## Kutipan Halaman:
________________________
Selamat Datang di Blog Wijaya Kusumah

Untuk Pelayanan Informasi yang Lebih Baik, maka Isi Blog Wijaya Kusumah juga tersedia di blog baru di http://wijayalabs.com

Selasa, 26 Agustus 2025

Full Day School

Full Day School dan Pendangkalan Akidah

Oleh: Akhmad Sururi (Wakil Ketua DPW FKDT Jawa Tengah)

Isu full day school atau sekolah lima hari kembali meramaikan jagat pendidikan di Jawa Tengah. Seolah menjadi bola panas, kebijakan ini memantik diskusi panjang, audiensi, bahkan demonstrasi penolakan di beberapa daerah. Walaupun belum serentak di semua kabupaten dan kota, gelombang penolakan tetap terasa nyata.

Yang paling keras menyuarakan keberatan tentu saja datang dari komunitas pendidikan keagamaan nonformal: Madrasah Diniyah Takmiliyah (MDT) dan Taman Pendidikan Al-Qur’an (TPQ). Wajar jika mereka resah. Bagaimana tidak? Kehidupan mereka, dedikasi mereka, dan masa depan keberlangsungan pendidikan keagamaan amat bergantung pada jam belajar anak-anak di sore hari. Dan full day school jelas berpotensi menggerus ruang itu.

Kegelisahan ini bukan hal baru. Setahun lalu, demonstrasi besar pernah pecah di Simpang Lima Semarang. Aksi itu digerakkan oleh PWNU, ormas Islam, serta FKDT Jawa Tengah. Suaranya lantang: jangan sampai kebijakan lima hari sekolah mematikan madrasah sore, yang sudah menjadi denyut nadi pendidikan akhlak bangsa. Namun hari ini, kebijakan itu muncul lagi, seolah menutup mata terhadap jeritan para guru madin dan TPQ yang rela berkorban demi mendidik anak bangsa tanpa banyak menuntut balas jasa.
________________________
## Baris Data:
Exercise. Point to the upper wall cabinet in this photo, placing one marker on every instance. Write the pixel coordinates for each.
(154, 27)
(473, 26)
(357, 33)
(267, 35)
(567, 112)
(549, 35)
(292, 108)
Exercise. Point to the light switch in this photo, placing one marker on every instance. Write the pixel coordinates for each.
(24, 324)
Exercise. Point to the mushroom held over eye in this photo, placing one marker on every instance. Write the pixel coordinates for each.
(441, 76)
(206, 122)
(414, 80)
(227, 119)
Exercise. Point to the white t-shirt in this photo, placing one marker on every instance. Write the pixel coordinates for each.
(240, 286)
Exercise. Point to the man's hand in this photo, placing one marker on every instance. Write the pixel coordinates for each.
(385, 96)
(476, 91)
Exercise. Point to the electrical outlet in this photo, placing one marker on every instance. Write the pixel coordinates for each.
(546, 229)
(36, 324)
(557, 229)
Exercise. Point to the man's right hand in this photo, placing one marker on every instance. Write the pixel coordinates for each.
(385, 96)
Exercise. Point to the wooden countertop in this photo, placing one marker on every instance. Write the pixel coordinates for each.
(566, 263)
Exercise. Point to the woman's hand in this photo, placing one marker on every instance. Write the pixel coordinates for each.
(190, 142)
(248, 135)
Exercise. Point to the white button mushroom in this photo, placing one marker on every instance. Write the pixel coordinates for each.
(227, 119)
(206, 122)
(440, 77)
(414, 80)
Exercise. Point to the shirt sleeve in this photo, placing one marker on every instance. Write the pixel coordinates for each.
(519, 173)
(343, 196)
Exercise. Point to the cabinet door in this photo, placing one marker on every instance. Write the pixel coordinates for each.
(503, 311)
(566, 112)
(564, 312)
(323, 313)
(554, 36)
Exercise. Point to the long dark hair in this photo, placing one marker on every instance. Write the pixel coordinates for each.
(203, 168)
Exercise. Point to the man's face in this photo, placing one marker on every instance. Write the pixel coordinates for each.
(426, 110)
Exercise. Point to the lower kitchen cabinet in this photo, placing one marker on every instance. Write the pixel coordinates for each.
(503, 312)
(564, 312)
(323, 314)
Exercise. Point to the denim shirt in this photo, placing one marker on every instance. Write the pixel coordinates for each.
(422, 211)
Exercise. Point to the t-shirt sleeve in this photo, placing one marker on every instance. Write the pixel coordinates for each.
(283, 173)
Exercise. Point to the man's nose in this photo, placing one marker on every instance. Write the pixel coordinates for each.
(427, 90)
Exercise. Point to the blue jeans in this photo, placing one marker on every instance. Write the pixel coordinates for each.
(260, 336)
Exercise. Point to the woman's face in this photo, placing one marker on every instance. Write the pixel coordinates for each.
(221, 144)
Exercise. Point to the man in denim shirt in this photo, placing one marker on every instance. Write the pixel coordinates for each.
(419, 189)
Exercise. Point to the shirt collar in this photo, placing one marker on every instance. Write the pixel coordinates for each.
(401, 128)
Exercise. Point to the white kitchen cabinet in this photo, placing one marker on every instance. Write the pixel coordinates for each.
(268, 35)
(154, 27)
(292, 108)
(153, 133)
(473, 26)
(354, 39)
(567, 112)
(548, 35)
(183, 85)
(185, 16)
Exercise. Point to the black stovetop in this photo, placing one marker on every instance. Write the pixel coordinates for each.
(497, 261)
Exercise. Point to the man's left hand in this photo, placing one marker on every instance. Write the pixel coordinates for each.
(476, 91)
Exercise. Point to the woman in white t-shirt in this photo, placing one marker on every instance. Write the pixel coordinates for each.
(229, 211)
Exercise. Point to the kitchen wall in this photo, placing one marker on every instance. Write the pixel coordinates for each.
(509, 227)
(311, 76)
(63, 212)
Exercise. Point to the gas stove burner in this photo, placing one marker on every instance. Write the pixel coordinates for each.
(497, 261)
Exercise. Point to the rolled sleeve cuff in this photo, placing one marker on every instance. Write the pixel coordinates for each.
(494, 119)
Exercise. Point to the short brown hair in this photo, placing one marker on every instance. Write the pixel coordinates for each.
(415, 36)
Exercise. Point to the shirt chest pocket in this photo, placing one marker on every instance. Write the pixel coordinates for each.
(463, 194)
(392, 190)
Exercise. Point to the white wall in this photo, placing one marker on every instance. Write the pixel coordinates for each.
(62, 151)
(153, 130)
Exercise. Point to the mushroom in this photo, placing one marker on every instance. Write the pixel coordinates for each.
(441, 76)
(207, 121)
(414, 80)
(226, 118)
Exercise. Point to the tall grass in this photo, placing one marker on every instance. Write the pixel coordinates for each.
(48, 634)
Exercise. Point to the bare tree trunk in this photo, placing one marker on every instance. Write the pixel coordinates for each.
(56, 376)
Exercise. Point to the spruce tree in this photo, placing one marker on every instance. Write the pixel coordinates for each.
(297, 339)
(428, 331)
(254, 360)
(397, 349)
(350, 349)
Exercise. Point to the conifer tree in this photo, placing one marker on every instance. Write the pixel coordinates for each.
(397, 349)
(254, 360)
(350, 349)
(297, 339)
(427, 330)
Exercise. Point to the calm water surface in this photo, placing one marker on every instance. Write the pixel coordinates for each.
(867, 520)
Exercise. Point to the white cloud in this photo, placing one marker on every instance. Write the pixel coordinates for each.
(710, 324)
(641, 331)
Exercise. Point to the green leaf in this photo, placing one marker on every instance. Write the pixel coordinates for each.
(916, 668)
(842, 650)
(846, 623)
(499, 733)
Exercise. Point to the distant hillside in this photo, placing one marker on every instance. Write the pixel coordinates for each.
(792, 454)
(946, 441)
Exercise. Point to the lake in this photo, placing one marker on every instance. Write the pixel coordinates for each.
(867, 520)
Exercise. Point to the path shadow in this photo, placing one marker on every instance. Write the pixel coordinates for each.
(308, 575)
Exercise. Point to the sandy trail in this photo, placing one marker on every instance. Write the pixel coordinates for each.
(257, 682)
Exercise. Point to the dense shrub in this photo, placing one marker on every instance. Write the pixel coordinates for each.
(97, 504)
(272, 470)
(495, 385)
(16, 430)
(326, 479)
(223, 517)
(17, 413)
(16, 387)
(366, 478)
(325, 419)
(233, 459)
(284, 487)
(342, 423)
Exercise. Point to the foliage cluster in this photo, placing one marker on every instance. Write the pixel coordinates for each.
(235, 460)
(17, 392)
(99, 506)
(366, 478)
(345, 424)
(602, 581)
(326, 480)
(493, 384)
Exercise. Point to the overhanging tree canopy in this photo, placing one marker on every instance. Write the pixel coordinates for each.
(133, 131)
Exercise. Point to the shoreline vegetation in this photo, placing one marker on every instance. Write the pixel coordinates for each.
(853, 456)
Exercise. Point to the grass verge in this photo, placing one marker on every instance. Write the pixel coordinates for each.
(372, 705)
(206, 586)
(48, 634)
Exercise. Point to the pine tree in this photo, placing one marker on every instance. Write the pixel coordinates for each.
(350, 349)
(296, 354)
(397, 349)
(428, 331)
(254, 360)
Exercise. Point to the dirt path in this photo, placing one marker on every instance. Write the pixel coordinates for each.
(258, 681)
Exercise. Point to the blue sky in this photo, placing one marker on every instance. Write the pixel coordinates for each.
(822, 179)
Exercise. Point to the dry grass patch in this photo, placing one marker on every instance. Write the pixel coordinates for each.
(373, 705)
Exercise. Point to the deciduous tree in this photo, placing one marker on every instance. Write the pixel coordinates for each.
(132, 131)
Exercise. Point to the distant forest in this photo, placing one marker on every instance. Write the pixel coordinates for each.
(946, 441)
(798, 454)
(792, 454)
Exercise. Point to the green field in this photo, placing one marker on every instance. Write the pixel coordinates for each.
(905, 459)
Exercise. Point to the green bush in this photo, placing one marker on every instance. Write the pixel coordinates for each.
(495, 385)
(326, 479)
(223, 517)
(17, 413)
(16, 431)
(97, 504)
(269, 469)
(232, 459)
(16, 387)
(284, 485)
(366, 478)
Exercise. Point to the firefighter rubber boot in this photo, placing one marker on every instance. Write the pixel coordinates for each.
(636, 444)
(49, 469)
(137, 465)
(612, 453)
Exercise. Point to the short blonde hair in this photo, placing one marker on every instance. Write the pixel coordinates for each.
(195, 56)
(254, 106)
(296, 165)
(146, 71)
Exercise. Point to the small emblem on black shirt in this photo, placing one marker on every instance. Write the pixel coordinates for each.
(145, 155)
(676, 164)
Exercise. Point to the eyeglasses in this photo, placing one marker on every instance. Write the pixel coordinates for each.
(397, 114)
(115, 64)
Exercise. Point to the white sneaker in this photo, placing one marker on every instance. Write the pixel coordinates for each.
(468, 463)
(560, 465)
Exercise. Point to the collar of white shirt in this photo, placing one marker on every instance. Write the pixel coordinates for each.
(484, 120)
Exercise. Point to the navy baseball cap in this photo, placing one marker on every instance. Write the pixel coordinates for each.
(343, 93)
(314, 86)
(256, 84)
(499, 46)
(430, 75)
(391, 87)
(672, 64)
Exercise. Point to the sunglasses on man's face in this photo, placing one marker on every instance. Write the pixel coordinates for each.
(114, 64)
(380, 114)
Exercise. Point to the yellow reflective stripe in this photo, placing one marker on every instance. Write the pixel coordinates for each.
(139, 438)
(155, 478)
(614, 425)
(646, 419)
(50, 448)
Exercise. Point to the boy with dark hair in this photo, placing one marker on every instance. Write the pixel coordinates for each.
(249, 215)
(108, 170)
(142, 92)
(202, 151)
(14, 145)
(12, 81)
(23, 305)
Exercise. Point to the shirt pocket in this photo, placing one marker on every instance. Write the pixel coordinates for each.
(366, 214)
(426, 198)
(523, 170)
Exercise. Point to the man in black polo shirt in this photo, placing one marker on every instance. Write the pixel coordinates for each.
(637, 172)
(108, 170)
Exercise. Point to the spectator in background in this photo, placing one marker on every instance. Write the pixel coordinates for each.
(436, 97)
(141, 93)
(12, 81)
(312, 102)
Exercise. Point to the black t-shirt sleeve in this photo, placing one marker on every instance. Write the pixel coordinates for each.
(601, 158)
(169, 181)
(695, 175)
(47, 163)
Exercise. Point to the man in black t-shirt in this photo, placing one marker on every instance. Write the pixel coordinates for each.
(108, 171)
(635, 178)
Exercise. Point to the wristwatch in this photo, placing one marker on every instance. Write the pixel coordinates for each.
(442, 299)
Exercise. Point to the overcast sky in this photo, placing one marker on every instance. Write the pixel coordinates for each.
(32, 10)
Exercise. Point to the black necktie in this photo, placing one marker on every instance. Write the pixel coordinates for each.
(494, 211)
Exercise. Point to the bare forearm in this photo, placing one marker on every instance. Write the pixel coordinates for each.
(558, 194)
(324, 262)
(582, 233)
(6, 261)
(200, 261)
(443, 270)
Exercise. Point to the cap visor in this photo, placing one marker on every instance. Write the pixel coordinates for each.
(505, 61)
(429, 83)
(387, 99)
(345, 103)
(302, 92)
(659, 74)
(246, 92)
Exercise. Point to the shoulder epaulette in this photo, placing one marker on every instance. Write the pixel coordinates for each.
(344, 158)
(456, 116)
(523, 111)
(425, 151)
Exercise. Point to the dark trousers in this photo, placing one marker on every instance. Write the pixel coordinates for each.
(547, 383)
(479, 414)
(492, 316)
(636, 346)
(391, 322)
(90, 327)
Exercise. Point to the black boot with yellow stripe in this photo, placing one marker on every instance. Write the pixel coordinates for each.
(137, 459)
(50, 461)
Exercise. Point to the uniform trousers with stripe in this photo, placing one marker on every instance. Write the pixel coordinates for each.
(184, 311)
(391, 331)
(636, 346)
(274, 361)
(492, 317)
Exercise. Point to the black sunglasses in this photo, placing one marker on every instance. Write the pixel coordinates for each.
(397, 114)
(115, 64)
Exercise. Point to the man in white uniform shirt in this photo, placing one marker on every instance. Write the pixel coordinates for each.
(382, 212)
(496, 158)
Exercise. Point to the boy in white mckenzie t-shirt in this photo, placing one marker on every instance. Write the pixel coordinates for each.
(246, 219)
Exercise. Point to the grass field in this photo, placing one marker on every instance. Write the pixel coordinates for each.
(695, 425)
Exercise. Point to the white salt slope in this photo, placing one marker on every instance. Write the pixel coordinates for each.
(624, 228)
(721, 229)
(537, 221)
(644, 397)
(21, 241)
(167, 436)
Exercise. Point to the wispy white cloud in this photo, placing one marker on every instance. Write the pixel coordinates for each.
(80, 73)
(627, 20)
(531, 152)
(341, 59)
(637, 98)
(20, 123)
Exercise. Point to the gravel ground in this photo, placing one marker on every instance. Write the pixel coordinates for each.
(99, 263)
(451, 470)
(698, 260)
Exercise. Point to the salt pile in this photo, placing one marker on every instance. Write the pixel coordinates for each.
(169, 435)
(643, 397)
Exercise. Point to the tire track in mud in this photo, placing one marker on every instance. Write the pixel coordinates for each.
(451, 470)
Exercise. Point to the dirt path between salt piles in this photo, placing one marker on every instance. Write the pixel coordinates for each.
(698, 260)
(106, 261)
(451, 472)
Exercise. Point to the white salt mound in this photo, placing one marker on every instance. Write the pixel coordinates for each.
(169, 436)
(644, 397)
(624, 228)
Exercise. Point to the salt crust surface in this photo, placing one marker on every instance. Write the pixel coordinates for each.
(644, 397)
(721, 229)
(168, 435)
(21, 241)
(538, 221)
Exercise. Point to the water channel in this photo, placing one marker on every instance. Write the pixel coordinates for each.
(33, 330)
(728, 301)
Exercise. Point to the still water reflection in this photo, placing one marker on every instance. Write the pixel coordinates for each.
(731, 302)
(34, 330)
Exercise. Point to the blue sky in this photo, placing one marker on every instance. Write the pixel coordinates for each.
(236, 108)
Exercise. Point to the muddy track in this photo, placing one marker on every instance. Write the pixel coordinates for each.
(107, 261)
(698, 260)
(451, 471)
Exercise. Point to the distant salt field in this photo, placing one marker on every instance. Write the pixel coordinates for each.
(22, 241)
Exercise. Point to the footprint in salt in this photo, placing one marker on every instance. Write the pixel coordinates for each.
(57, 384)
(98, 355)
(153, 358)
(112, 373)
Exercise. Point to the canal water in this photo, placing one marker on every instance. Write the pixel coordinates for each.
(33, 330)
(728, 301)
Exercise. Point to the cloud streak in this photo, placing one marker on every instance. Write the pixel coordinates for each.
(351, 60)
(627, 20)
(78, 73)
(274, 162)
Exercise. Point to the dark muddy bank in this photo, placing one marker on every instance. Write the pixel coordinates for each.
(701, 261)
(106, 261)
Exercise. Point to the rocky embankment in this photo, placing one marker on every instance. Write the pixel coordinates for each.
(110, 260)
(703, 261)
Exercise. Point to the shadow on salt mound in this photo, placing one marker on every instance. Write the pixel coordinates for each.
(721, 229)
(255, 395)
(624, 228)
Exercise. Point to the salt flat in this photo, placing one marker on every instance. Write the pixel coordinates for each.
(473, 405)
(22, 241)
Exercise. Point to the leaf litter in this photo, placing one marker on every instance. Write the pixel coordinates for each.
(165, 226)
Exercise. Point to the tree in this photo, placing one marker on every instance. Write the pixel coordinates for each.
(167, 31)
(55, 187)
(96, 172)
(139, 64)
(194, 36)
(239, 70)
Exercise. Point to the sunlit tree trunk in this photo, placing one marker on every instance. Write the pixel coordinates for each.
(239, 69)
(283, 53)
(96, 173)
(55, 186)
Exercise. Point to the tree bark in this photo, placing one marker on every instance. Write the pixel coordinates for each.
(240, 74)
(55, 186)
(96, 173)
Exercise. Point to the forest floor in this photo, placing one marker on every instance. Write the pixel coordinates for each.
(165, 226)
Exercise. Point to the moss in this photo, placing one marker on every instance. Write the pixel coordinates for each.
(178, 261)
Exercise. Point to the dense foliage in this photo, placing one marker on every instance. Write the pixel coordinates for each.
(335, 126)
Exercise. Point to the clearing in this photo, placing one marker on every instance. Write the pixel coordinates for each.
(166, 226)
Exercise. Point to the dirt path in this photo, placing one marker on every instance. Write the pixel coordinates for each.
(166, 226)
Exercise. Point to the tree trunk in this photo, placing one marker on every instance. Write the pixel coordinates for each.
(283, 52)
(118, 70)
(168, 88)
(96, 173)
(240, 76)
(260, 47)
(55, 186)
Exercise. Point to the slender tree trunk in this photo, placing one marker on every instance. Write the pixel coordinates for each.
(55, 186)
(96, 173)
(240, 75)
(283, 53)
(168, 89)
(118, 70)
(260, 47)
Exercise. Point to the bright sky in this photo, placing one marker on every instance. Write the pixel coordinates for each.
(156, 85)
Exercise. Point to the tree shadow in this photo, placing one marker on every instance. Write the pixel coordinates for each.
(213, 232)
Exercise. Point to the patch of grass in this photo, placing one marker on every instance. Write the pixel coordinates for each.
________________________
## Tugas Latihan:
**1)** Jawab pertanyaan berikut berdasarkan teks tentang full day school.
(a) Apa jabatan Akhmad Sururi?
(b) Siapa yang menggerakkan demonstrasi besar di Simpang Lima Semarang setahun lalu?
(c) Komunitas pendidikan mana yang paling keras menyuarakan keberatan?
**2)** Tukar "demonstrasi" dengan "unjuk rasa" saat menuliskan kembali teks tentang full day school, mulai dari "Oleh: Akhmad Sururi" dan berakhir pada "tetap terasa nyata.".
**3)** Teruskan teks tentang full day school dengan bagian berikutnya.

## Jawaban Tugas:
**1)**
(a) Wakil Ketua DPW FKDT Jawa Tengah.
(b) PWNU, ormas Islam, serta FKDT Jawa Tengah.
(c) Komunitas pendidikan keagamaan nonformal, yaitu Madrasah Diniyah Takmiliyah (MDT) dan Taman Pendidikan Al-Qur'an (TPQ).

**2)**
Oleh: Akhmad Sururi (Wakil Ketua DPW FKDT Jawa Tengah)

Isu full day school atau sekolah lima hari kembali meramaikan jagat pendidikan di Jawa Tengah. Seolah menjadi bola panas, kebijakan ini memantik diskusi panjang, audiensi, bahkan unjuk rasa penolakan di beberapa daerah. Walaupun belum serentak di semua kabupaten dan kota, gelombang penolakan tetap terasa nyata.

**3)**
Pendidikan Agama: Pondasi yang Tak Boleh Rapuh

Sebagai orang yang bergelut di dunia MDT, saya merasa terpanggil untuk ikut bersuara. MDT bukan sekadar lembaga pinggiran, bukan pula tempat belajar tambahan yang bisa digantikan oleh lembaga lain. MDT dan TPQ adalah bagian integral dari sistem pendidikan nasional, meski sering kali luput dari perhatian negara.

Lembaga inilah yang dengan sabar mendidik generasi bangsa untuk mengenal Al-Qur’an, menanamkan akidah, serta membiasakan akhlak mulia. Jika pendidikan formal lebih menekankan aspek kognitif, maka MDT dan TPQ menyempurnakan dengan aspek afektif dan spiritual. Dua hal yang seringkali diabaikan, padahal justru menjadi pondasi kokoh bagi lahirnya generasi Indonesia emas.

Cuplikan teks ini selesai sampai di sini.